In the data below, render the stretch from the line containing "bbox: bridge balustrade" through the line containing "top-left (61, 107), bottom-right (418, 153)" as a Markdown table with columns Row and Line, numbering each line in order and leaving out any blank lines.

--- start Recorded data ---

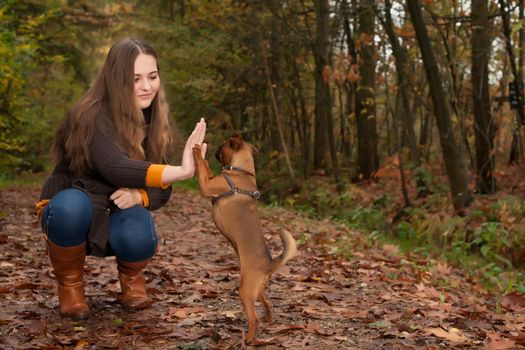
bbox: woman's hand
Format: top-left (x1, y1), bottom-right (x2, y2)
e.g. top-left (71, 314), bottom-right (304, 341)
top-left (162, 118), bottom-right (207, 184)
top-left (109, 187), bottom-right (142, 209)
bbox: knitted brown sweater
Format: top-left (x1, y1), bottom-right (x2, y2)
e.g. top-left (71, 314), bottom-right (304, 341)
top-left (37, 119), bottom-right (171, 256)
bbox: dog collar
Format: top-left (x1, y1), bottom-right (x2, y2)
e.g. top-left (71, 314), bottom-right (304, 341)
top-left (211, 174), bottom-right (261, 204)
top-left (222, 165), bottom-right (255, 177)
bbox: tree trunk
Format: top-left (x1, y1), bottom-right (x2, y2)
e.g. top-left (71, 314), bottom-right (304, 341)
top-left (261, 43), bottom-right (299, 192)
top-left (289, 48), bottom-right (310, 179)
top-left (355, 0), bottom-right (379, 179)
top-left (407, 0), bottom-right (472, 212)
top-left (341, 0), bottom-right (357, 164)
top-left (383, 0), bottom-right (420, 166)
top-left (472, 0), bottom-right (496, 193)
top-left (499, 0), bottom-right (525, 164)
top-left (314, 0), bottom-right (330, 169)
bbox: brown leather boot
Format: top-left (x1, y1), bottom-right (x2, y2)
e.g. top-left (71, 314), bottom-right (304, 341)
top-left (117, 259), bottom-right (152, 310)
top-left (47, 240), bottom-right (89, 319)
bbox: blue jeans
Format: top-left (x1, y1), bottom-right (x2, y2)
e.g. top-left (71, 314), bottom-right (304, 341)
top-left (41, 188), bottom-right (157, 262)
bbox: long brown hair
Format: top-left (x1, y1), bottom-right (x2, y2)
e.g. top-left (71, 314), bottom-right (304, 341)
top-left (52, 39), bottom-right (173, 175)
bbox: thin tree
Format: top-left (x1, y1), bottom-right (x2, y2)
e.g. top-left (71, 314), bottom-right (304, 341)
top-left (407, 0), bottom-right (472, 212)
top-left (355, 0), bottom-right (379, 179)
top-left (471, 0), bottom-right (496, 193)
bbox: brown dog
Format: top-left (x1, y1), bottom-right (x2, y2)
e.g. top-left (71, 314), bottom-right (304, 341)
top-left (193, 134), bottom-right (297, 345)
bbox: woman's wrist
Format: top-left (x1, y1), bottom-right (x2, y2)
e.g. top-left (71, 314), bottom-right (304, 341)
top-left (162, 165), bottom-right (195, 186)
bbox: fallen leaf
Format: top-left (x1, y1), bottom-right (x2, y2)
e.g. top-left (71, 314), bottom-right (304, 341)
top-left (423, 328), bottom-right (470, 344)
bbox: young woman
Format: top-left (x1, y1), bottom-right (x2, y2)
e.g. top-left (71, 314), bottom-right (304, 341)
top-left (36, 39), bottom-right (206, 318)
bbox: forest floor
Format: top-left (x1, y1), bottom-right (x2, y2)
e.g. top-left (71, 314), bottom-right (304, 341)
top-left (0, 186), bottom-right (525, 350)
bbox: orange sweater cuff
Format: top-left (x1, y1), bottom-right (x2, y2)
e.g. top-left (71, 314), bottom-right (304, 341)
top-left (138, 188), bottom-right (149, 208)
top-left (35, 199), bottom-right (49, 222)
top-left (146, 164), bottom-right (170, 189)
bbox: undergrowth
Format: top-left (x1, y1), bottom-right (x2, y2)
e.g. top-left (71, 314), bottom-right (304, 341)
top-left (265, 172), bottom-right (525, 293)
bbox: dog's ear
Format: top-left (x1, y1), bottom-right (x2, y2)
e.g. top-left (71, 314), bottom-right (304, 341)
top-left (230, 132), bottom-right (244, 150)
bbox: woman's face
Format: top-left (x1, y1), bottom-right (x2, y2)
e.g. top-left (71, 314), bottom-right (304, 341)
top-left (135, 53), bottom-right (160, 109)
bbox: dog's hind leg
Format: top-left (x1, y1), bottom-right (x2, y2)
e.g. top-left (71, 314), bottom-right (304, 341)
top-left (259, 291), bottom-right (272, 322)
top-left (239, 271), bottom-right (264, 344)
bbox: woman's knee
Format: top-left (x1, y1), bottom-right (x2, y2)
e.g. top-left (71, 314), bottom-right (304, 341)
top-left (42, 189), bottom-right (93, 246)
top-left (109, 206), bottom-right (157, 262)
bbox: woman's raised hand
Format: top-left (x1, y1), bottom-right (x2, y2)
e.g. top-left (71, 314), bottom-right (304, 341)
top-left (162, 118), bottom-right (207, 184)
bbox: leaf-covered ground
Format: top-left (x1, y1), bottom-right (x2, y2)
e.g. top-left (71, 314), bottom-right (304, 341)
top-left (0, 187), bottom-right (525, 350)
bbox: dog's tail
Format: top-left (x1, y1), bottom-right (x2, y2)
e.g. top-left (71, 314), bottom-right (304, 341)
top-left (271, 229), bottom-right (297, 273)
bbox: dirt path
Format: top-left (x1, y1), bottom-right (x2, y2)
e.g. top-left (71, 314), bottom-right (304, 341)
top-left (0, 187), bottom-right (525, 350)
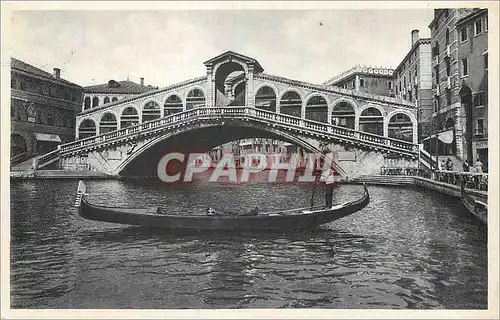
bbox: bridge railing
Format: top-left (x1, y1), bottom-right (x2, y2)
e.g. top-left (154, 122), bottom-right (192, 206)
top-left (247, 108), bottom-right (418, 152)
top-left (61, 107), bottom-right (419, 153)
top-left (33, 148), bottom-right (60, 169)
top-left (419, 170), bottom-right (488, 191)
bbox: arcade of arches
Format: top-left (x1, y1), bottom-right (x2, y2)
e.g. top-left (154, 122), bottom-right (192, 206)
top-left (78, 89), bottom-right (418, 142)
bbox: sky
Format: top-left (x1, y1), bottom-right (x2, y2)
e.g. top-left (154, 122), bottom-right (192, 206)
top-left (8, 9), bottom-right (433, 87)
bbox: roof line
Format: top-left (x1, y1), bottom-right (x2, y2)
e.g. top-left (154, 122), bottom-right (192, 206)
top-left (78, 76), bottom-right (207, 115)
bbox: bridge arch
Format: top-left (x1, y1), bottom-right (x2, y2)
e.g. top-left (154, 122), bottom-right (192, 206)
top-left (329, 98), bottom-right (359, 130)
top-left (357, 103), bottom-right (387, 136)
top-left (113, 123), bottom-right (332, 174)
top-left (77, 118), bottom-right (98, 139)
top-left (303, 92), bottom-right (331, 123)
top-left (163, 91), bottom-right (185, 117)
top-left (254, 83), bottom-right (279, 113)
top-left (213, 56), bottom-right (248, 106)
top-left (185, 86), bottom-right (207, 110)
top-left (120, 104), bottom-right (142, 129)
top-left (83, 97), bottom-right (90, 110)
top-left (141, 98), bottom-right (162, 123)
top-left (278, 87), bottom-right (304, 118)
top-left (99, 110), bottom-right (120, 134)
top-left (92, 97), bottom-right (99, 108)
top-left (384, 109), bottom-right (418, 143)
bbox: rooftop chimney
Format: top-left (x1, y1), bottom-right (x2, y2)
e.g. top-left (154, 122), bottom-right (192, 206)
top-left (54, 68), bottom-right (61, 79)
top-left (411, 29), bottom-right (420, 47)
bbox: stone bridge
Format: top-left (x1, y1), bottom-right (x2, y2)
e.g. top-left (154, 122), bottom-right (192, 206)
top-left (38, 51), bottom-right (419, 177)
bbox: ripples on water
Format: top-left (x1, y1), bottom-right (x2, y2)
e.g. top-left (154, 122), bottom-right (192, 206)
top-left (11, 175), bottom-right (487, 309)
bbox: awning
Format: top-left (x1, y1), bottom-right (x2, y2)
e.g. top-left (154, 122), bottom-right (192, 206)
top-left (35, 133), bottom-right (61, 143)
top-left (255, 101), bottom-right (272, 108)
top-left (422, 129), bottom-right (453, 144)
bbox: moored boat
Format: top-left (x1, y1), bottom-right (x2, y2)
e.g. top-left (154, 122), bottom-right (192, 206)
top-left (75, 181), bottom-right (370, 232)
top-left (460, 183), bottom-right (488, 224)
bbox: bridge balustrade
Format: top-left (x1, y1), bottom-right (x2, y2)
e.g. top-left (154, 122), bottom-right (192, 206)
top-left (61, 107), bottom-right (418, 153)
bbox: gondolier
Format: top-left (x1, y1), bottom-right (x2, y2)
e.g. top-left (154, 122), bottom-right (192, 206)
top-left (321, 168), bottom-right (335, 208)
top-left (75, 181), bottom-right (370, 232)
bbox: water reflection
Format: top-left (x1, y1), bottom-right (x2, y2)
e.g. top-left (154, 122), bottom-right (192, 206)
top-left (11, 181), bottom-right (487, 308)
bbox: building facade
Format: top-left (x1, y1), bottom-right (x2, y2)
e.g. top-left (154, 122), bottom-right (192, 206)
top-left (323, 65), bottom-right (394, 97)
top-left (424, 8), bottom-right (474, 160)
top-left (457, 9), bottom-right (488, 170)
top-left (81, 78), bottom-right (158, 111)
top-left (10, 58), bottom-right (82, 163)
top-left (394, 30), bottom-right (433, 141)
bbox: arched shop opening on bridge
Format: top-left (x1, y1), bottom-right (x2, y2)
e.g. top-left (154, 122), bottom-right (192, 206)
top-left (214, 60), bottom-right (246, 107)
top-left (142, 101), bottom-right (161, 122)
top-left (186, 88), bottom-right (205, 110)
top-left (163, 94), bottom-right (183, 117)
top-left (255, 86), bottom-right (276, 112)
top-left (10, 134), bottom-right (28, 157)
top-left (280, 90), bottom-right (302, 118)
top-left (359, 107), bottom-right (384, 135)
top-left (422, 118), bottom-right (456, 155)
top-left (99, 112), bottom-right (118, 133)
top-left (387, 112), bottom-right (414, 142)
top-left (78, 119), bottom-right (97, 139)
top-left (306, 95), bottom-right (328, 123)
top-left (120, 107), bottom-right (139, 129)
top-left (332, 101), bottom-right (356, 129)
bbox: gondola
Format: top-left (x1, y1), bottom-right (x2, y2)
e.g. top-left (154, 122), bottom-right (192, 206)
top-left (460, 183), bottom-right (488, 224)
top-left (75, 181), bottom-right (370, 232)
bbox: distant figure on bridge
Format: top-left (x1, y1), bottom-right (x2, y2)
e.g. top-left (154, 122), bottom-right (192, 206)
top-left (446, 158), bottom-right (453, 171)
top-left (475, 158), bottom-right (483, 173)
top-left (439, 159), bottom-right (446, 170)
top-left (462, 160), bottom-right (469, 172)
top-left (322, 168), bottom-right (335, 208)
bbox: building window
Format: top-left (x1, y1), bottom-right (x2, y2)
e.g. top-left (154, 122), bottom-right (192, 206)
top-left (476, 119), bottom-right (484, 134)
top-left (474, 19), bottom-right (483, 36)
top-left (462, 58), bottom-right (469, 77)
top-left (474, 91), bottom-right (487, 107)
top-left (83, 97), bottom-right (90, 110)
top-left (446, 89), bottom-right (451, 106)
top-left (460, 27), bottom-right (467, 42)
top-left (47, 113), bottom-right (54, 126)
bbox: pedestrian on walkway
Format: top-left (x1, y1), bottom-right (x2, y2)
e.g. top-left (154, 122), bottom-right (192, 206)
top-left (462, 160), bottom-right (469, 172)
top-left (475, 158), bottom-right (483, 173)
top-left (446, 157), bottom-right (453, 171)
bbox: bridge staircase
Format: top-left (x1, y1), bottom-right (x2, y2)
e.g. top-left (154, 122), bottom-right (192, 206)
top-left (349, 175), bottom-right (414, 186)
top-left (419, 144), bottom-right (464, 171)
top-left (35, 107), bottom-right (420, 169)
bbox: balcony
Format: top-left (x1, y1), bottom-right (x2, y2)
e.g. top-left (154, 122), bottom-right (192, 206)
top-left (435, 85), bottom-right (441, 96)
top-left (432, 55), bottom-right (439, 67)
top-left (446, 44), bottom-right (451, 57)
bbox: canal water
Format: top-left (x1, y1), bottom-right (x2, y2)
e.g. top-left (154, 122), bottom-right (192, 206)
top-left (10, 174), bottom-right (487, 309)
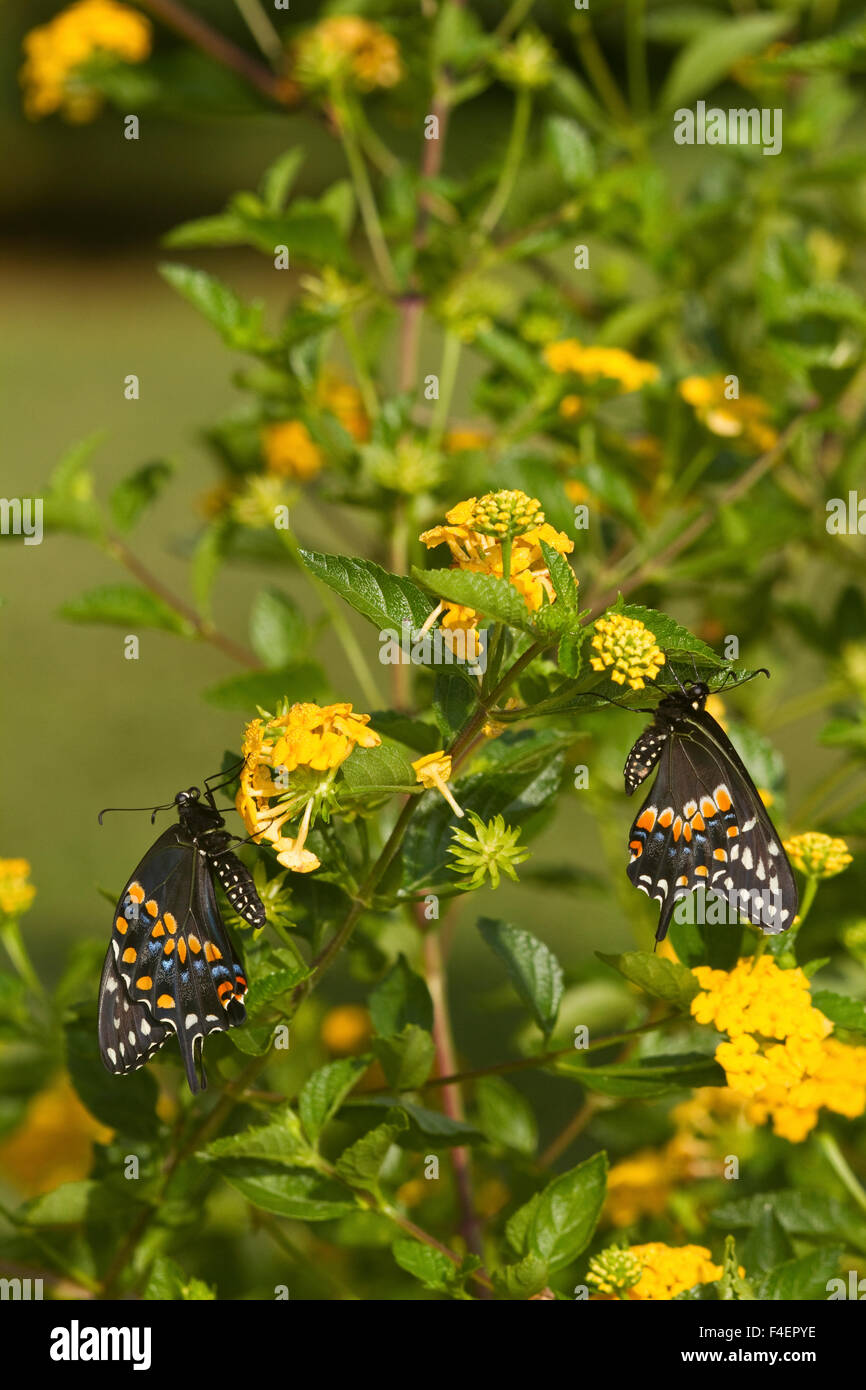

--- end Recorded data ---

### Complete output
| Row | Line |
|---|---|
| 1 | bbox: bridge balustrade |
| 2 | Format: top-left (x1, y1), bottom-right (x2, y2) |
| 3 | e.g. top-left (154, 122), bottom-right (192, 206) |
| 4 | top-left (61, 107), bottom-right (418, 153) |